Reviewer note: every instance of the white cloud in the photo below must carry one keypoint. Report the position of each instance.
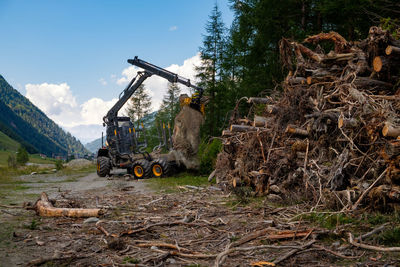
(157, 85)
(103, 81)
(86, 133)
(93, 110)
(85, 120)
(51, 98)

* **ZADANIE PISEMNE**: Zapisz całe powyższe zestawienie jako CSV z dwiema kolumnami, „tekst” i „odpowiedź”: w jednym wierszu tekst z zestawienia, a obok należąca do niego odpowiedź, każde pole w cudzysłowie, a podziały wierszy zamienione na spacje. Obrazy pomiń.

* **WYNIK PONIŻEJ**:
tekst,odpowiedź
"Reviewer note: every instance of the white cloud in the photo below must carry one keypoint. Report the position of each instance.","(157, 85) (103, 81) (86, 133) (93, 110) (85, 120) (51, 98)"